## PROMPT
Wherever the string "after" appears in a line of the listing below, report that line.
**** INFORMATION SUPPLIED
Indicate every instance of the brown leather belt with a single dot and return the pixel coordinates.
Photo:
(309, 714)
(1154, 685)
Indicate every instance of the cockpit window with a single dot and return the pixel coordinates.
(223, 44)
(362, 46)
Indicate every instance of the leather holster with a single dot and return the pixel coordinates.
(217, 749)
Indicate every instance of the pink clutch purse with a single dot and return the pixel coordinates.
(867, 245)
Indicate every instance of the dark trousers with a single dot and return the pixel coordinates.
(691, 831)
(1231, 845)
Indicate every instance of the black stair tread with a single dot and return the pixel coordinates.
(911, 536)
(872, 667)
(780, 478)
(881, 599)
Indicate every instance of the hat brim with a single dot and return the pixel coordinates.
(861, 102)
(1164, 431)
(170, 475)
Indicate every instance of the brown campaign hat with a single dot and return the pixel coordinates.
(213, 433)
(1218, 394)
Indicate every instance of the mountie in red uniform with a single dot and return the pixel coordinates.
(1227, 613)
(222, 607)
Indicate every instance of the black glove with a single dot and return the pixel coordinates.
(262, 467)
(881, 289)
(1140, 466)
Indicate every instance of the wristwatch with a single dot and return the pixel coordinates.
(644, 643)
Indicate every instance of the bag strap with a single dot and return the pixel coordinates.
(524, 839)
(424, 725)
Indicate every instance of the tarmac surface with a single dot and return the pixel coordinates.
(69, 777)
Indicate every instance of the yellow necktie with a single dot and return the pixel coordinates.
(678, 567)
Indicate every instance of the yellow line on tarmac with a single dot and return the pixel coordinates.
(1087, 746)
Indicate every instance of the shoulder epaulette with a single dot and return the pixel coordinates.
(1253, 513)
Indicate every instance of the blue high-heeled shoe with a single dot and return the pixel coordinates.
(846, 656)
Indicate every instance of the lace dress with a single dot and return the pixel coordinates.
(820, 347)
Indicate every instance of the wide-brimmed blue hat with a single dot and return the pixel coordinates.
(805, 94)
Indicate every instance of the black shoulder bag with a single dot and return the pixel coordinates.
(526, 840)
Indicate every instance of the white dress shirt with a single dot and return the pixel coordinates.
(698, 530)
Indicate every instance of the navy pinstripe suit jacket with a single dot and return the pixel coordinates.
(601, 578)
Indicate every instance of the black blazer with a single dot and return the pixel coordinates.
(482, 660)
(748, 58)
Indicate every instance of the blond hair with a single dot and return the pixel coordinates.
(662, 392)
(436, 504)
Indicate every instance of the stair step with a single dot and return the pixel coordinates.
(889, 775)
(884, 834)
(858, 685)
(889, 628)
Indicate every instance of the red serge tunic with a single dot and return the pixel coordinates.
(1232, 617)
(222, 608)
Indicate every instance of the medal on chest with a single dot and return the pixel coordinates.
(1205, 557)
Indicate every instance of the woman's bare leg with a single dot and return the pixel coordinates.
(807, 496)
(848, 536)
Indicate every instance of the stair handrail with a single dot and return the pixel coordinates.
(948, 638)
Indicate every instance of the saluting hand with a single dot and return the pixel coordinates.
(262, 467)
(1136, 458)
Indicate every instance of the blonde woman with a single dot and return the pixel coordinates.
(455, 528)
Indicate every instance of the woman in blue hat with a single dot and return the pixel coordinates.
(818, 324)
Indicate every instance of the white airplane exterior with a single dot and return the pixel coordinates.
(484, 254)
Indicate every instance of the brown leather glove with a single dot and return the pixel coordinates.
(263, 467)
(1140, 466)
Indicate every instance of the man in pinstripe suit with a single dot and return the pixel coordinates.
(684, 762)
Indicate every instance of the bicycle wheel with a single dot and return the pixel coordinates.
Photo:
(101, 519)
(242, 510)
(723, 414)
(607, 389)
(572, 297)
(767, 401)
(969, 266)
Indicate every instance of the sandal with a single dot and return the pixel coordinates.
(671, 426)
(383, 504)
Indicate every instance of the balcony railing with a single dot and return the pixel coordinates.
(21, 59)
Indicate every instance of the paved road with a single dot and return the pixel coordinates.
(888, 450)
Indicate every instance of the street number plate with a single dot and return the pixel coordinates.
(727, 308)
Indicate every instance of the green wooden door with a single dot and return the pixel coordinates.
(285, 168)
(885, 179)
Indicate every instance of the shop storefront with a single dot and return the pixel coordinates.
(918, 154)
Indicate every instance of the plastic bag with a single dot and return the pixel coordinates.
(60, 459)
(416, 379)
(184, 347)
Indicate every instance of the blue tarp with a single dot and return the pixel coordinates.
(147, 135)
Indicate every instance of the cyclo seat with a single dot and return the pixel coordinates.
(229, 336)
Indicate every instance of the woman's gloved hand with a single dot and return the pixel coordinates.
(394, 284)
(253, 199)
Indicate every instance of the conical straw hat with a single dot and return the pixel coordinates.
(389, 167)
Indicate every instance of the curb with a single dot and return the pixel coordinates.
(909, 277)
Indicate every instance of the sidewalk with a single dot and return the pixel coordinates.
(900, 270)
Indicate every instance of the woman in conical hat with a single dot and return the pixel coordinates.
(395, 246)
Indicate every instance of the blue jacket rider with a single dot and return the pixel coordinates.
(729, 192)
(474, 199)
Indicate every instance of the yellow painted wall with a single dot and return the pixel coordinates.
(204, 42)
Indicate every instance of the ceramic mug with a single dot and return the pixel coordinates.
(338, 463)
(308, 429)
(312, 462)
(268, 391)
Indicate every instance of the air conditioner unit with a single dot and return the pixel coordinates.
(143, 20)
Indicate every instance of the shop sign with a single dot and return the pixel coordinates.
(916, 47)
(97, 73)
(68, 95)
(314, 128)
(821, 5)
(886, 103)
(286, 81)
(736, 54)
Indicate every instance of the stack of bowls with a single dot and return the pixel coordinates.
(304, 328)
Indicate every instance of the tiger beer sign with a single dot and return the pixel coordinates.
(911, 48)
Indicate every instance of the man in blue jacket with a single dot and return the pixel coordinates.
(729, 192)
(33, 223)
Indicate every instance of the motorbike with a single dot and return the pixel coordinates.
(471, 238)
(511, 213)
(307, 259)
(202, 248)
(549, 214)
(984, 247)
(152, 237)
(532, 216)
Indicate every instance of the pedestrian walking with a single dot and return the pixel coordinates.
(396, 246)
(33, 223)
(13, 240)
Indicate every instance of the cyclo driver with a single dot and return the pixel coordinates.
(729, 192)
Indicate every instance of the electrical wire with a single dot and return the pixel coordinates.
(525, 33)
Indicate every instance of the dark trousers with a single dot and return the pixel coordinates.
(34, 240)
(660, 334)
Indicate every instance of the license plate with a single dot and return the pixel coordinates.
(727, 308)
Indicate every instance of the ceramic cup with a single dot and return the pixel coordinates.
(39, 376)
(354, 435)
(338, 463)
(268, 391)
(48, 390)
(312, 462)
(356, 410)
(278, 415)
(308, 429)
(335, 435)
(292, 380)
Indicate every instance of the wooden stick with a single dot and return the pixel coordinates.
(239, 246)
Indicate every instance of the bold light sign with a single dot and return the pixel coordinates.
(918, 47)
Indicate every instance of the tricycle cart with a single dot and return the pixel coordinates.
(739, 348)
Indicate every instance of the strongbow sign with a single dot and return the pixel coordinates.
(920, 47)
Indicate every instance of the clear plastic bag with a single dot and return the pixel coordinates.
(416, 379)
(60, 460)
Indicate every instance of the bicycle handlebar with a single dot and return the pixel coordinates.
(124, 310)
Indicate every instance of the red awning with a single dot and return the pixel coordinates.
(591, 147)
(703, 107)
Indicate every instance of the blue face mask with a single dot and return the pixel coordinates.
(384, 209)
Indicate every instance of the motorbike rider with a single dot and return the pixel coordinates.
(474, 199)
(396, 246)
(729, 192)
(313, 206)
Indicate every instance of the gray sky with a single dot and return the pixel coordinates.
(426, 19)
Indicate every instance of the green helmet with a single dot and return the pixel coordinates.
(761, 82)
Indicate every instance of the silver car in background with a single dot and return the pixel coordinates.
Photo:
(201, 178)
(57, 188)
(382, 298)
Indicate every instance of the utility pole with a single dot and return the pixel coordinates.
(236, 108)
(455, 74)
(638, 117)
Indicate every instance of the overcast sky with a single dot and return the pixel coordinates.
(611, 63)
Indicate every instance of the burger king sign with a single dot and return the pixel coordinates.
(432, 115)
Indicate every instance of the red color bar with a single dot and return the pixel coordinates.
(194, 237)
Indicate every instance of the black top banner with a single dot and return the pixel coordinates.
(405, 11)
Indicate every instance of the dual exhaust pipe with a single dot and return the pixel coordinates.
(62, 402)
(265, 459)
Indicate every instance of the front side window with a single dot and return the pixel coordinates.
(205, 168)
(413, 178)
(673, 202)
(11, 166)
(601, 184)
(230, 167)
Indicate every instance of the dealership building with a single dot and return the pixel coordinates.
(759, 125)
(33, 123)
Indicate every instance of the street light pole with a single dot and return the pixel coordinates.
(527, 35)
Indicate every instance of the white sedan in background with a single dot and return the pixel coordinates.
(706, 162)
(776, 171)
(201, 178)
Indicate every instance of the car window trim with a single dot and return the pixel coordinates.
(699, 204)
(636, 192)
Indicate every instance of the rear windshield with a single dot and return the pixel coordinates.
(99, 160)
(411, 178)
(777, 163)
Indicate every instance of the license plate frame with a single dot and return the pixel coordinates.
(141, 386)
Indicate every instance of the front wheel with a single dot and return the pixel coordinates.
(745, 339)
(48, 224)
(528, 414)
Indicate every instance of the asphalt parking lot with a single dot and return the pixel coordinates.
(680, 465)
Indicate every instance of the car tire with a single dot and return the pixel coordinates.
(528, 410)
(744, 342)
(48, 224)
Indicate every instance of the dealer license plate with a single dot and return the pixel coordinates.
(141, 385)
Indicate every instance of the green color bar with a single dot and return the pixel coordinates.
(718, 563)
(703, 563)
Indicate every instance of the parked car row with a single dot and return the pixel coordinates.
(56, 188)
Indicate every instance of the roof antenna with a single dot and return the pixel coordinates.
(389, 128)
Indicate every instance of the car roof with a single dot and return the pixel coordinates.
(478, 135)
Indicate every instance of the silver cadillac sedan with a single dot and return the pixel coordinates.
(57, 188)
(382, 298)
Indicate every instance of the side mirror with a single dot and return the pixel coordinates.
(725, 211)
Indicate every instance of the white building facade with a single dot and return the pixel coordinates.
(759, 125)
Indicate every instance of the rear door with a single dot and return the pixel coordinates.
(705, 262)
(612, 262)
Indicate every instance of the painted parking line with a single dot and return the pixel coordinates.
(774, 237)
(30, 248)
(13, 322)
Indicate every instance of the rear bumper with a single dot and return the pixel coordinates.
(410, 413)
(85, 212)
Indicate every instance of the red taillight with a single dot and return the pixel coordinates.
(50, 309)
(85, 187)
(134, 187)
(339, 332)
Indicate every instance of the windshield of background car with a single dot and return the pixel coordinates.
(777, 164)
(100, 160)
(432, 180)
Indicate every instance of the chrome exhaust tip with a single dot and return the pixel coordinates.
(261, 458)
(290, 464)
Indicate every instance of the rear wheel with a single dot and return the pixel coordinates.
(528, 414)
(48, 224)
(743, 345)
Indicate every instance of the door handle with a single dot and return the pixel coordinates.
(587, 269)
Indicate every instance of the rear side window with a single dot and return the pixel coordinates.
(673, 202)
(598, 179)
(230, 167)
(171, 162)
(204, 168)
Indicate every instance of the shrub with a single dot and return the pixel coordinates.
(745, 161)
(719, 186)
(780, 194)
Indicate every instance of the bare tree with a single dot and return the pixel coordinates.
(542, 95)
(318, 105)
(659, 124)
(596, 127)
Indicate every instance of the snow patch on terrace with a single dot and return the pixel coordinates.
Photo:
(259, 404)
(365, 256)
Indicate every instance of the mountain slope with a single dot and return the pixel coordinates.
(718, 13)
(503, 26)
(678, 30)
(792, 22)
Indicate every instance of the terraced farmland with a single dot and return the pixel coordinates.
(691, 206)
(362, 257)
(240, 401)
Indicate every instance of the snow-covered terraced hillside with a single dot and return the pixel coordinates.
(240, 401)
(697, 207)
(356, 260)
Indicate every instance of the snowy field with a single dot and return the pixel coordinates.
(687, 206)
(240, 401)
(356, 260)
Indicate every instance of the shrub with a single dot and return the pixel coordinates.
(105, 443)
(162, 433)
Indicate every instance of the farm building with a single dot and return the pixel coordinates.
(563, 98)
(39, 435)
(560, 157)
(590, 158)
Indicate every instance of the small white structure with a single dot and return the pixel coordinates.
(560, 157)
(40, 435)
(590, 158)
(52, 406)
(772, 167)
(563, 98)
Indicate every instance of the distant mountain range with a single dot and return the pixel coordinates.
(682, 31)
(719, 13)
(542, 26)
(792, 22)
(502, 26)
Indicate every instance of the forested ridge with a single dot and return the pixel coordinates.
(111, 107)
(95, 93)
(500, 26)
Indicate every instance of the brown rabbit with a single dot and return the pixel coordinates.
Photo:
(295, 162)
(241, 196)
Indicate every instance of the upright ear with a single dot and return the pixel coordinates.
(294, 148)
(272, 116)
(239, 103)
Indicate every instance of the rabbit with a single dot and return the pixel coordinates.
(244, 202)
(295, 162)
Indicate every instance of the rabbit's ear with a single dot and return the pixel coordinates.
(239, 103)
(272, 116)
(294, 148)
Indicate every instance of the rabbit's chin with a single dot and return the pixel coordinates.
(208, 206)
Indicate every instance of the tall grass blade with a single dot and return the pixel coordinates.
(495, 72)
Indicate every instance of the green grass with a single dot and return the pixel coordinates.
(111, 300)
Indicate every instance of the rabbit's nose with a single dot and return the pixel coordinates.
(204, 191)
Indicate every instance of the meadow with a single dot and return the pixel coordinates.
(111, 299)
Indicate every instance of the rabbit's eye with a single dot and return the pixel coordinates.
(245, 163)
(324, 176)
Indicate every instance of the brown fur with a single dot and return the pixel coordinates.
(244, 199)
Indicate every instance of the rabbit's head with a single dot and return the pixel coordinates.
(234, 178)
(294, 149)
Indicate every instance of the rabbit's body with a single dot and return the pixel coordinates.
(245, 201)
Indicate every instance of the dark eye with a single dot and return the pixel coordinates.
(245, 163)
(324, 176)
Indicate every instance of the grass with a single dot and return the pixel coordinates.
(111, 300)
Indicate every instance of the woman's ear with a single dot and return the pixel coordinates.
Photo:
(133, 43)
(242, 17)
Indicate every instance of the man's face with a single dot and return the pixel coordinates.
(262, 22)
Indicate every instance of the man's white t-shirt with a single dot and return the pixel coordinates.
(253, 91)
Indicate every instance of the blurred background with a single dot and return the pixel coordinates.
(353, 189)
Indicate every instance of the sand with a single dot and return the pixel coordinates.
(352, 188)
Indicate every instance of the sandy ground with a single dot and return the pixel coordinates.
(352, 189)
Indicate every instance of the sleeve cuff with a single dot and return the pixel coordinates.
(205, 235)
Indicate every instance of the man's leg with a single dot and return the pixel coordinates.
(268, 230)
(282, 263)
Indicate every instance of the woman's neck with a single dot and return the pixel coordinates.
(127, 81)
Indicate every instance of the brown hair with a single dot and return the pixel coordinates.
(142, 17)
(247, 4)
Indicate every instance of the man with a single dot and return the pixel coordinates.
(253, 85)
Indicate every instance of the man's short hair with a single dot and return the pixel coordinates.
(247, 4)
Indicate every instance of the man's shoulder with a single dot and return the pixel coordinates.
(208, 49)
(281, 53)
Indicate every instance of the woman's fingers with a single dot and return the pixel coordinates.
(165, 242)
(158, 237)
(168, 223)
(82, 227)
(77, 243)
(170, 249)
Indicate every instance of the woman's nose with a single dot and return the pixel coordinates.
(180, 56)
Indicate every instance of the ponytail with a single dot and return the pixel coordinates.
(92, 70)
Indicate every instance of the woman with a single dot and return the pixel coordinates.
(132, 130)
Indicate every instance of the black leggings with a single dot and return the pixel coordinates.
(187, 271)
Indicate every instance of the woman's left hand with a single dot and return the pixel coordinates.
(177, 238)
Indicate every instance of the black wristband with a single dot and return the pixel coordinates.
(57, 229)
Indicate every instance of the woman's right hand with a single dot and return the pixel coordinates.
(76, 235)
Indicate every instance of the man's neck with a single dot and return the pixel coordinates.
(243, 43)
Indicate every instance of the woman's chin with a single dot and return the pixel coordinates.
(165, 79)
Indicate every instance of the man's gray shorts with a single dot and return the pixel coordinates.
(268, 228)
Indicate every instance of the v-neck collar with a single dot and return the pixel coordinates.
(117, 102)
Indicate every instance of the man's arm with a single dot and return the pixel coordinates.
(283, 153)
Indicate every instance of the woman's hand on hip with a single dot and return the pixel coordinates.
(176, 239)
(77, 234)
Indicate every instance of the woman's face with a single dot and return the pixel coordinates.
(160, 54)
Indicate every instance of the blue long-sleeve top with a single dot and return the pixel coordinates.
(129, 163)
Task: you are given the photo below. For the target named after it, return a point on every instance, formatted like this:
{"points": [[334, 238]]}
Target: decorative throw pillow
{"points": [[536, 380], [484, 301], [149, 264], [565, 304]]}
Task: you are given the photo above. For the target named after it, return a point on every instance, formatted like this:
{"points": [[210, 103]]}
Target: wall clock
********
## ANSWER FOR THE TASK
Task: you are given the photo below. For the target named after it, return a point on every instance, formatted like this:
Task: you are given the photo above. For the target named after it, return a point on every instance, formatted like this:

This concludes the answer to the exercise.